▸ WYMAGANIA ZADANIA:
Przepisz ponownie fragment, który zaczyna się wierszem zawierającym "query (the noun phrase to segment): o'neills", a kończy wierszem zawierającym "POLYGON ((234 88, 243", i zamień w nim "logo" na "emblemat". Pozostała część tych wierszy ma pozostać bez zmian.

Pozycje danych:
· · · · · · ·

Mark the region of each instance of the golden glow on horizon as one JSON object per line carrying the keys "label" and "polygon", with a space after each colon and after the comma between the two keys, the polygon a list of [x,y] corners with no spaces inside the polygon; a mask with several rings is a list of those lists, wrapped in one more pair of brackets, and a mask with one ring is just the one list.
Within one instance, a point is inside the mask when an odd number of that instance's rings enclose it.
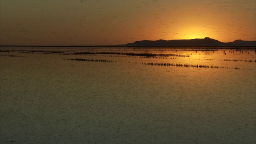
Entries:
{"label": "golden glow on horizon", "polygon": [[256,40],[254,0],[1,1],[2,45]]}

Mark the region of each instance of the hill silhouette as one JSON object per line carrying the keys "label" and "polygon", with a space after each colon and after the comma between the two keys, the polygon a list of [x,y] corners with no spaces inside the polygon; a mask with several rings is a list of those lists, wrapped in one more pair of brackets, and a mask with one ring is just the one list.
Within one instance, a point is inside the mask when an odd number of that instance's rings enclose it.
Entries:
{"label": "hill silhouette", "polygon": [[204,38],[196,38],[191,40],[144,40],[136,41],[124,46],[256,46],[256,41],[244,41],[241,40],[234,42],[223,42],[218,40],[206,37]]}

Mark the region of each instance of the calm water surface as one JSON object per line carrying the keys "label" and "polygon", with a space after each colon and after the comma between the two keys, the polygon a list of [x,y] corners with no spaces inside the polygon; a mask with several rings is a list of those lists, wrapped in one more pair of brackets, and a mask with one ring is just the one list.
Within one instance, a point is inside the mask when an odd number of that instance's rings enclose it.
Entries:
{"label": "calm water surface", "polygon": [[256,142],[254,50],[1,50],[1,143]]}

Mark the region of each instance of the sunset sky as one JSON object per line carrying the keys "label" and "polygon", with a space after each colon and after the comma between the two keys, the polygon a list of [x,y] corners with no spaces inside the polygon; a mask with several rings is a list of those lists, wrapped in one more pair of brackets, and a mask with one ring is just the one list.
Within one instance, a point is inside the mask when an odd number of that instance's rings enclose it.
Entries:
{"label": "sunset sky", "polygon": [[1,0],[0,44],[256,40],[255,5],[255,0]]}

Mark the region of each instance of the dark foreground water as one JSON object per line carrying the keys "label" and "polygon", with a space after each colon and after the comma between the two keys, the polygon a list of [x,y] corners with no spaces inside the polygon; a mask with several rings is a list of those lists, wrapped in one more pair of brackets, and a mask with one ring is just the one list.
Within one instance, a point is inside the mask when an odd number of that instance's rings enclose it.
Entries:
{"label": "dark foreground water", "polygon": [[254,50],[1,51],[1,144],[255,143]]}

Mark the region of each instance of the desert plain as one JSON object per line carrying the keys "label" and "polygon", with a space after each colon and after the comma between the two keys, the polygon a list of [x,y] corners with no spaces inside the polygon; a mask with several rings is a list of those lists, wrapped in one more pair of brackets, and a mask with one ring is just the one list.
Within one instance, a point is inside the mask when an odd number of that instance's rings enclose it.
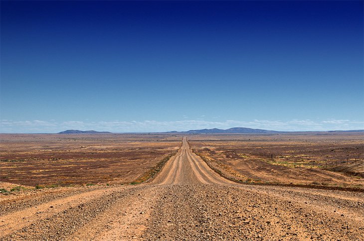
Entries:
{"label": "desert plain", "polygon": [[0,240],[364,240],[363,133],[0,141]]}

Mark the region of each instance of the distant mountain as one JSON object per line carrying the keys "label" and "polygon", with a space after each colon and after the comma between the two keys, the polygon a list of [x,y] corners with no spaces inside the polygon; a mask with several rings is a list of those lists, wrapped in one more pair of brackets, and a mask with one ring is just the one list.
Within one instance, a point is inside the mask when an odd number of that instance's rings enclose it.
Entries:
{"label": "distant mountain", "polygon": [[328,132],[364,132],[364,130],[349,130],[349,131],[329,131]]}
{"label": "distant mountain", "polygon": [[80,131],[79,130],[67,130],[64,131],[58,132],[57,134],[108,134],[111,133],[108,131]]}
{"label": "distant mountain", "polygon": [[222,129],[203,129],[202,130],[190,130],[188,131],[182,131],[181,133],[186,134],[214,134],[214,133],[244,133],[244,134],[273,134],[279,133],[281,132],[263,130],[261,129],[251,129],[246,127],[233,127],[232,128],[223,130]]}

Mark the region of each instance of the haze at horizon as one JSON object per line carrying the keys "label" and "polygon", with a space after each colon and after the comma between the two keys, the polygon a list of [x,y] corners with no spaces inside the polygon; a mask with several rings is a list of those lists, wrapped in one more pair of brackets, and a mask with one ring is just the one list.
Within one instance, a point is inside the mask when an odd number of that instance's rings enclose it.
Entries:
{"label": "haze at horizon", "polygon": [[1,1],[0,132],[364,129],[363,4]]}

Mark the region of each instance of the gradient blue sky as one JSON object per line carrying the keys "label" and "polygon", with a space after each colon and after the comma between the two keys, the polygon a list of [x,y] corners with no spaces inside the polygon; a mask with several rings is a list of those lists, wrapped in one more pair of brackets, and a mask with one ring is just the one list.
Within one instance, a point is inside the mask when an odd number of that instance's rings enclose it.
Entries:
{"label": "gradient blue sky", "polygon": [[1,132],[364,129],[363,1],[1,1]]}

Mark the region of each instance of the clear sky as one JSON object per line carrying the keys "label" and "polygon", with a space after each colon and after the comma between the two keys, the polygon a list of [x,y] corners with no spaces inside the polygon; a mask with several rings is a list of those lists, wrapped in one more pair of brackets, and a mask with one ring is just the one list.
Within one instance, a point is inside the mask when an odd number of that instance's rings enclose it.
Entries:
{"label": "clear sky", "polygon": [[363,1],[1,1],[0,132],[364,129]]}

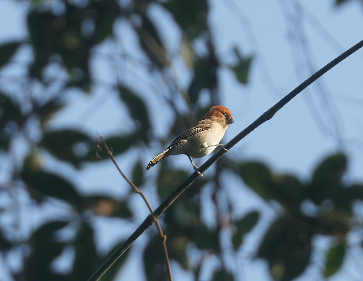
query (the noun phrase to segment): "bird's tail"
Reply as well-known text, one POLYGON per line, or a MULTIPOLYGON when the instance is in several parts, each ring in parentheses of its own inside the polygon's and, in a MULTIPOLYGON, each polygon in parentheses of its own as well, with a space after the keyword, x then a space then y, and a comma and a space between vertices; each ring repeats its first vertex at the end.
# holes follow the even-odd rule
POLYGON ((146 167, 146 170, 148 170, 155 164, 156 164, 159 162, 159 161, 162 160, 166 157, 169 156, 169 154, 167 154, 166 153, 167 152, 169 151, 170 149, 168 148, 164 152, 162 152, 159 155, 156 156, 152 160, 150 161, 150 163, 149 163, 149 165, 147 165, 147 167, 146 167))

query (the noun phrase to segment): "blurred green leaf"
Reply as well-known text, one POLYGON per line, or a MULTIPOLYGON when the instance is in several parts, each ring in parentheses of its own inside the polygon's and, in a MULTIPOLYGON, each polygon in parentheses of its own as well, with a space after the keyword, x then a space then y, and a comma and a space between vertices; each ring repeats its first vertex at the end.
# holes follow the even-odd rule
POLYGON ((233 274, 224 269, 220 269, 213 273, 212 281, 234 281, 234 277, 233 274))
POLYGON ((78 206, 80 202, 81 197, 73 185, 59 176, 34 170, 26 164, 21 175, 28 186, 40 193, 40 196, 32 194, 38 201, 42 201, 44 195, 46 195, 74 206, 78 206))
POLYGON ((274 187, 272 174, 262 163, 249 162, 240 166, 240 174, 246 185, 264 199, 273 198, 272 190, 274 187))
POLYGON ((84 134, 67 129, 45 133, 39 144, 60 160, 77 168, 88 160, 87 154, 95 145, 95 141, 84 134))
POLYGON ((61 255, 66 245, 65 242, 57 240, 56 233, 68 223, 60 221, 51 222, 42 226, 33 234, 29 239, 32 250, 27 259, 27 280, 61 280, 61 276, 53 272, 51 264, 61 255))
POLYGON ((92 195, 82 198, 82 206, 91 210, 96 215, 129 218, 131 211, 126 202, 104 195, 92 195))
POLYGON ((330 248, 326 256, 326 265, 324 271, 325 277, 330 277, 340 268, 345 255, 345 245, 339 243, 330 248))
MULTIPOLYGON (((43 69, 48 63, 49 58, 53 52, 51 43, 56 40, 53 28, 62 28, 59 23, 56 24, 57 17, 47 12, 30 12, 28 16, 28 28, 30 40, 34 48, 35 58, 30 69, 30 75, 41 80, 43 69)), ((62 25, 64 25, 63 23, 62 25)))
POLYGON ((344 192, 348 195, 350 202, 354 200, 363 200, 363 185, 353 185, 345 189, 344 192))
POLYGON ((256 225, 259 218, 260 213, 257 211, 253 211, 234 222, 237 230, 232 237, 232 243, 235 250, 237 250, 242 245, 245 235, 250 231, 256 225))
POLYGON ((273 180, 275 186, 272 192, 275 199, 293 213, 299 214, 305 190, 299 179, 290 175, 274 175, 273 180))
MULTIPOLYGON (((69 75, 69 85, 89 88, 89 59, 92 47, 112 36, 114 22, 120 14, 115 0, 90 1, 86 5, 65 1, 65 12, 56 16, 41 9, 28 15, 30 39, 35 52, 30 74, 41 81, 42 72, 54 54, 59 55, 69 75), (94 27, 85 32, 91 22, 94 27)), ((36 7, 38 6, 35 6, 36 7)))
POLYGON ((260 245, 258 256, 266 259, 274 280, 290 281, 309 263, 313 228, 285 215, 271 226, 260 245))
POLYGON ((0 68, 8 63, 20 45, 19 42, 12 42, 0 45, 0 68))
POLYGON ((148 133, 150 129, 150 121, 146 106, 144 101, 132 90, 123 86, 119 88, 120 97, 129 109, 131 117, 137 121, 138 137, 146 144, 150 141, 148 133))
POLYGON ((94 235, 90 224, 84 220, 81 221, 72 243, 76 256, 70 280, 87 280, 94 273, 95 269, 101 265, 98 264, 94 235))
POLYGON ((91 38, 92 45, 98 44, 113 36, 115 21, 122 13, 118 1, 115 0, 92 1, 90 12, 97 13, 94 31, 91 38))
POLYGON ((160 235, 154 235, 149 240, 144 251, 144 267, 145 275, 149 281, 165 281, 168 280, 163 253, 160 235))
POLYGON ((53 115, 63 107, 64 103, 59 98, 51 99, 44 104, 36 107, 35 113, 43 125, 49 121, 53 115))
POLYGON ((0 129, 13 121, 21 126, 25 121, 19 106, 4 93, 0 92, 0 129))
POLYGON ((240 82, 247 84, 248 82, 248 74, 252 57, 250 56, 242 56, 236 48, 234 48, 234 51, 238 59, 238 62, 234 65, 230 66, 228 67, 233 71, 236 78, 240 82))
POLYGON ((339 200, 342 177, 347 168, 347 158, 338 153, 329 156, 318 166, 313 174, 306 195, 317 204, 331 198, 339 200))
MULTIPOLYGON (((113 247, 108 252, 101 256, 98 259, 98 265, 95 268, 98 268, 108 259, 111 255, 118 248, 120 245, 123 241, 122 240, 118 241, 115 243, 115 246, 113 247)), ((131 252, 130 251, 127 251, 124 253, 122 255, 117 259, 112 266, 109 268, 105 274, 101 277, 100 280, 116 280, 116 276, 118 276, 120 273, 120 270, 123 265, 125 262, 129 257, 129 254, 131 252)), ((89 278, 89 277, 87 277, 89 278)), ((86 278, 87 279, 87 278, 86 278)), ((86 280, 85 279, 85 280, 86 280)))
POLYGON ((139 44, 150 60, 157 67, 162 69, 168 64, 168 59, 158 30, 149 18, 143 13, 141 25, 135 27, 139 44))
POLYGON ((189 38, 195 39, 207 30, 209 7, 206 0, 169 0, 162 4, 189 38))
POLYGON ((196 103, 200 91, 210 86, 209 73, 211 67, 211 62, 208 58, 200 59, 195 62, 193 70, 194 77, 188 90, 188 94, 192 104, 196 103))

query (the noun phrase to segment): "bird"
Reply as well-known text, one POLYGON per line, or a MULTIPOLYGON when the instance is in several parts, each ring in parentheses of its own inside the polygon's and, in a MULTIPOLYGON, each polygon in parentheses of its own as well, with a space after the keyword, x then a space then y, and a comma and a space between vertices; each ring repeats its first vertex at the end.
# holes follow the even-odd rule
POLYGON ((232 112, 227 107, 223 106, 211 107, 203 119, 183 133, 166 150, 150 161, 146 170, 168 156, 185 154, 189 157, 194 169, 203 176, 192 158, 201 158, 208 155, 217 146, 226 149, 224 145, 219 142, 228 125, 234 122, 232 112))

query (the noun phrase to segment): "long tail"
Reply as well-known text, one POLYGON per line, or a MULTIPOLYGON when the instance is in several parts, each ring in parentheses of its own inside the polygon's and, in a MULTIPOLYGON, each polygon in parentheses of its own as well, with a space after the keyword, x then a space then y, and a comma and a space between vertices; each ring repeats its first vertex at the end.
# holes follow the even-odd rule
POLYGON ((146 170, 148 170, 155 164, 156 164, 159 162, 159 161, 162 160, 166 157, 169 156, 169 154, 166 154, 166 153, 170 149, 170 148, 168 148, 163 152, 162 152, 159 155, 156 156, 152 160, 150 161, 150 163, 149 163, 149 165, 147 165, 147 167, 146 167, 146 170), (166 155, 165 155, 166 154, 166 155))

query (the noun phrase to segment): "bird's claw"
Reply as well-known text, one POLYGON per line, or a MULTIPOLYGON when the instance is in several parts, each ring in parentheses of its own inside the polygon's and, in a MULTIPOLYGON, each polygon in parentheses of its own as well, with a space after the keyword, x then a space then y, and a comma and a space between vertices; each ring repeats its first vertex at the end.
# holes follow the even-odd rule
POLYGON ((201 177, 203 177, 203 174, 202 174, 199 171, 199 170, 198 170, 198 168, 195 168, 195 172, 196 172, 198 174, 199 174, 200 175, 201 177))

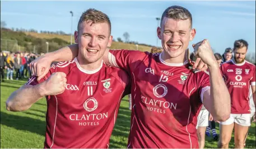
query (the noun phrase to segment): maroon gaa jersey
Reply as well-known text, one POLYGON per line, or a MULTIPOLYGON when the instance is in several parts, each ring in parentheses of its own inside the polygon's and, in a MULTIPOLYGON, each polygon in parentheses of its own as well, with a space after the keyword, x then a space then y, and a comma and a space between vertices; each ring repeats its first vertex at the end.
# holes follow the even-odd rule
MULTIPOLYGON (((94 71, 77 60, 53 65, 39 81, 55 72, 67 75, 65 91, 46 97, 45 148, 108 148, 121 99, 128 85, 127 73, 104 63, 94 71)), ((35 85, 36 78, 27 84, 35 85)), ((129 88, 127 87, 127 88, 129 88)))
POLYGON ((129 72, 132 110, 128 148, 198 148, 196 126, 209 75, 161 54, 110 50, 113 66, 129 72))
POLYGON ((231 99, 231 113, 250 113, 250 85, 255 85, 255 66, 246 61, 236 64, 234 59, 221 65, 220 69, 231 99))

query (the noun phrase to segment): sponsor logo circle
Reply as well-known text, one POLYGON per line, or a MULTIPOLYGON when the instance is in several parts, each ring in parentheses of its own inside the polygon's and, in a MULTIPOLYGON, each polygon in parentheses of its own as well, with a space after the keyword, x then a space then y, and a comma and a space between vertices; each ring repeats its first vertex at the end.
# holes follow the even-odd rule
POLYGON ((167 90, 166 86, 165 86, 165 85, 164 85, 162 84, 160 84, 153 88, 153 93, 157 98, 162 98, 162 97, 165 96, 167 94, 167 90), (164 89, 164 93, 162 94, 159 94, 157 93, 157 89, 159 89, 160 88, 161 88, 164 89))

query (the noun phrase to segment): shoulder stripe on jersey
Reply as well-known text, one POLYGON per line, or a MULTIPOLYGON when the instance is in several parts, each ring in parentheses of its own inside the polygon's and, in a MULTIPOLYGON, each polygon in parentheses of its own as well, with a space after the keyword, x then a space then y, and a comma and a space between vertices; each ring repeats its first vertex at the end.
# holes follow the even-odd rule
POLYGON ((72 64, 73 63, 74 63, 75 61, 69 61, 66 64, 65 64, 64 65, 58 65, 58 64, 57 65, 53 65, 50 68, 53 68, 53 69, 55 69, 57 67, 58 67, 58 68, 64 68, 64 67, 66 67, 68 65, 69 65, 70 64, 72 64))
POLYGON ((202 102, 203 103, 203 94, 204 94, 204 92, 210 89, 211 88, 210 86, 205 86, 204 88, 202 88, 202 90, 201 90, 201 94, 200 95, 200 97, 201 98, 201 100, 202 100, 202 102))
POLYGON ((108 57, 109 59, 109 63, 110 63, 110 65, 111 66, 114 66, 115 67, 119 68, 117 65, 115 56, 114 56, 114 55, 113 55, 110 52, 109 52, 108 57))
POLYGON ((250 62, 249 62, 249 61, 246 61, 246 60, 245 60, 245 63, 248 63, 249 64, 251 64, 251 65, 253 65, 253 66, 255 66, 254 64, 252 64, 252 63, 250 63, 250 62))
POLYGON ((29 81, 25 84, 25 85, 30 84, 30 83, 31 83, 31 82, 33 81, 36 78, 36 76, 32 76, 32 77, 31 77, 29 79, 29 81))
POLYGON ((56 97, 55 95, 54 95, 55 98, 56 99, 56 115, 55 116, 55 122, 54 122, 54 127, 53 128, 53 143, 50 147, 50 148, 52 148, 52 147, 53 147, 53 144, 54 144, 54 134, 55 134, 55 127, 56 126, 56 120, 57 118, 57 114, 58 114, 58 100, 57 98, 56 97))
MULTIPOLYGON (((122 92, 121 95, 120 96, 120 98, 119 98, 119 100, 118 101, 118 103, 120 102, 120 100, 121 100, 121 99, 122 99, 122 97, 123 96, 123 94, 124 93, 124 89, 123 91, 123 92, 122 92)), ((115 112, 117 112, 117 110, 118 109, 118 108, 119 107, 119 105, 118 104, 118 105, 117 106, 117 108, 115 108, 115 114, 114 114, 115 116, 114 117, 114 124, 115 124, 115 112)))
POLYGON ((189 114, 188 114, 188 123, 187 124, 187 126, 186 126, 186 130, 187 130, 187 132, 188 132, 188 137, 189 138, 189 141, 190 142, 190 148, 192 148, 192 142, 191 142, 190 134, 188 131, 188 125, 189 123, 189 117, 190 117, 190 112, 191 112, 191 105, 190 107, 189 108, 189 114))

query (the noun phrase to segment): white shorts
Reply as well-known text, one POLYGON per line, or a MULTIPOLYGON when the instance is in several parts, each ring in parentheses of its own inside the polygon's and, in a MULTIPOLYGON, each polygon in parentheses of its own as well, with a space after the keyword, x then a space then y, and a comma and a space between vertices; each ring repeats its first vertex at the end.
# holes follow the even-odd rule
POLYGON ((220 122, 221 124, 229 125, 234 122, 243 126, 250 126, 250 114, 230 114, 230 117, 225 122, 220 122))
POLYGON ((197 129, 198 127, 207 127, 208 121, 209 121, 209 112, 207 109, 200 110, 197 117, 197 129))
POLYGON ((255 114, 255 111, 251 111, 250 114, 250 118, 252 119, 253 118, 253 116, 254 116, 255 114))

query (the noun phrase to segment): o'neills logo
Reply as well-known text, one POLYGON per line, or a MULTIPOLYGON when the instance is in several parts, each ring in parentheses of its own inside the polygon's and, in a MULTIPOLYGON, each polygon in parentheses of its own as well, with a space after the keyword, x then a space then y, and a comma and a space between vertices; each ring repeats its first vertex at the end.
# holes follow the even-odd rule
POLYGON ((151 111, 159 113, 165 113, 165 109, 174 109, 177 108, 177 104, 156 100, 154 99, 148 99, 146 97, 142 97, 142 103, 147 104, 147 109, 151 111))
POLYGON ((234 88, 243 88, 243 86, 246 86, 246 83, 245 82, 238 82, 238 81, 231 81, 230 84, 233 85, 234 88))
POLYGON ((104 118, 108 118, 108 112, 99 114, 76 114, 69 116, 69 119, 78 122, 79 126, 94 126, 99 125, 99 122, 104 118), (82 122, 81 122, 82 121, 82 122), (86 121, 86 122, 85 122, 86 121))

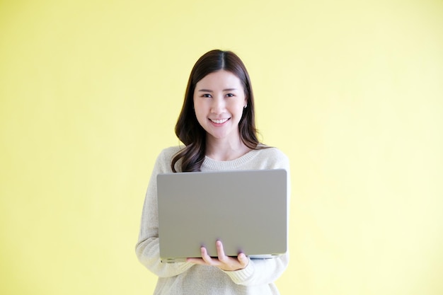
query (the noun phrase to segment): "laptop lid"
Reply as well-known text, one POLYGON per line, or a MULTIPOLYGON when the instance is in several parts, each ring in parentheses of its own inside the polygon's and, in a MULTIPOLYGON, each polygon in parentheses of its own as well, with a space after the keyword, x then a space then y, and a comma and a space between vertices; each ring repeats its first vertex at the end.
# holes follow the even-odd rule
POLYGON ((240 252, 270 258, 287 250, 287 176, 284 169, 192 172, 157 176, 162 262, 240 252))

· · · · · · ·

▸ ODPOWIEDŹ DO ZADANIA:
query (the noun phrase to segment): o'neills emblemat
Reply as well-known text, one POLYGON per line, or a MULTIPOLYGON when the instance is in several parts, each ring in parentheses of its own inside the polygon's and, in a MULTIPOLYGON, each polygon in parentheses of its own as well, with a space after the keyword, x then a space then y, and a comma and a space between vertices; each ring repeats its first vertex at the end.
# holes follow the even-odd rule
POLYGON ((151 111, 159 113, 165 113, 165 109, 174 109, 177 108, 177 104, 156 100, 154 99, 148 99, 146 97, 142 97, 142 103, 147 104, 147 109, 151 111))
POLYGON ((234 88, 243 88, 243 86, 246 86, 246 83, 245 82, 238 82, 238 81, 231 81, 230 84, 233 85, 234 88))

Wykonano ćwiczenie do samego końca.